# Exercise
Copy each line exactly. Drop every picture.

Labeled shape records:
═══
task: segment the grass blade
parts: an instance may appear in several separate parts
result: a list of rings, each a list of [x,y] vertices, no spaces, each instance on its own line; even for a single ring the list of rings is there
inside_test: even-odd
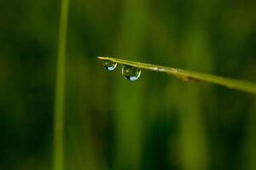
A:
[[[66,42],[68,16],[68,0],[61,0],[58,58],[56,65],[55,101],[54,117],[54,156],[53,169],[62,170],[64,101],[65,101],[65,72],[66,72]]]
[[[125,60],[120,59],[115,59],[111,57],[98,57],[100,60],[108,60],[115,63],[122,65],[129,65],[141,69],[146,69],[154,71],[165,72],[169,75],[173,75],[184,81],[201,81],[220,86],[226,87],[228,88],[236,89],[243,92],[247,92],[256,95],[256,83],[249,82],[241,80],[236,80],[232,78],[227,78],[218,76],[215,75],[195,72],[182,69],[177,69],[172,67],[161,66],[158,65],[151,65],[147,63],[141,63],[136,61]]]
═══
# Full output
task: segment the grass blade
parts: an instance may appear in several separate parts
result: a list of rings, each a list of [x,y] vertices, no spaces, each instance on its own line; even for a single ring the list of rings is there
inside_test: even-odd
A:
[[[66,42],[68,16],[68,0],[61,0],[58,58],[56,65],[55,101],[54,117],[54,156],[53,169],[62,170],[64,101],[65,101],[65,72],[66,72]]]
[[[125,60],[120,59],[115,59],[111,57],[98,57],[100,60],[108,60],[115,63],[122,65],[129,65],[141,69],[146,69],[154,71],[165,72],[169,75],[173,75],[184,81],[201,81],[220,86],[226,87],[228,88],[236,89],[243,92],[247,92],[256,95],[256,83],[249,82],[241,80],[236,80],[232,78],[227,78],[218,76],[215,75],[195,72],[182,69],[177,69],[172,67],[161,66],[158,65],[151,65],[147,63],[141,63],[136,61]]]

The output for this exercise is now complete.